ITALIAN HAM-AND-CHEESE STUFFED CHICKEN BREASTS
This is a VERY EASY dish to make, I promise. Very elegant dish, as well, and with only about 250 calories per serving. I HIGHLY recommend using good quality prosciutto and Muenster for this. For novice cooks, if you freeze the chicken breasts for a bit before slicing them, they are MUCH easier to slice.
Provided by KatiesMama
Categories Chicken Breast
Time 25m
Yield 4 serving(s)
Number Of Ingredients 9
Steps:
- Slice chicken breasts horizontally without cutting all the way through; open so breasts are flat. Place between 2 pieces of plastic wrap; pound gently with flat side of meat mallet.
- In small bowl, stir together parsley and mustard; spread over half of each chicken breast. Top each with half slices of cheese and prosciutto. Fold breasts to enclose stuffing; pressing edges together to seal. Sprinkle with salt. Place flour on plate; dip chicken in flour, tapping to remove excess.

::::::

* _What this exercise asks_
- a) According to the recipe, about how many calories are in each serving?
- b) Return the recipe text from "Provided by KatiesMama" up to and including "of meat mallet.", copied without any changes.
- c) For each statement, say whether it agrees with the recipe: (i) The dish yields 4 servings. (ii) The chicken breasts are pounded with the pointed side of a meat mallet. (iii) The parsley and mustard mixture is spread over the whole of each chicken breast.
Rely on the recipe alone.

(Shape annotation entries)
::::::

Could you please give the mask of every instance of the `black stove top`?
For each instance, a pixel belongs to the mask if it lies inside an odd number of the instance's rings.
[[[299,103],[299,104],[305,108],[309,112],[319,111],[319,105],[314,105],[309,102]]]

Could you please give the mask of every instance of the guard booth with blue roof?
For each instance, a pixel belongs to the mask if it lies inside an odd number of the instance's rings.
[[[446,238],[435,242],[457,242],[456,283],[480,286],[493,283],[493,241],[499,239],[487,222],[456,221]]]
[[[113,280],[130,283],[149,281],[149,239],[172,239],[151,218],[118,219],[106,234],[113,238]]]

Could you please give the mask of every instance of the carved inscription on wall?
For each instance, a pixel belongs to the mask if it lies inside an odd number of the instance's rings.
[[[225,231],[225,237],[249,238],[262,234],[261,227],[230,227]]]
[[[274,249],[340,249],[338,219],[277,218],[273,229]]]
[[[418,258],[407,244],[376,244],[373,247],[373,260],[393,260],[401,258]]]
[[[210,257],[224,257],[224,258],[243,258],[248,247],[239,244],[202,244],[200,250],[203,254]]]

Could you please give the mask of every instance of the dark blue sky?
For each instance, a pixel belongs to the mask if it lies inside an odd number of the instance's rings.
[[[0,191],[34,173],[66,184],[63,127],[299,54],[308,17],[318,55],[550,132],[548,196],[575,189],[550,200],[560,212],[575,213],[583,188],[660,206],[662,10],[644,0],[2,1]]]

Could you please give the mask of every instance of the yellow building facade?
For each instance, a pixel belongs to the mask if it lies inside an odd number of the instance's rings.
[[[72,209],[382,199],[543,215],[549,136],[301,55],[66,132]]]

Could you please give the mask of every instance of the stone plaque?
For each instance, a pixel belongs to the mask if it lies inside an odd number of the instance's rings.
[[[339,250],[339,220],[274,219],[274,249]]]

::::::

* _Responses to the tasks_
- a) About 250 calories.

- b)
Provided by KatiesMama
Categories Chicken Breast
Time 25m
Yield 4 serving(s)
Number Of Ingredients 9
Steps:
- Slice chicken breasts horizontally without cutting all the way through; open so breasts are flat. Place between 2 pieces of plastic wrap; pound gently with flat side of meat mallet.

- c)
(i) Yes: "Yield 4 serving(s)"
(ii) No: "pound gently with flat side of meat mallet"
(iii) No: "spread over half of each chicken breast"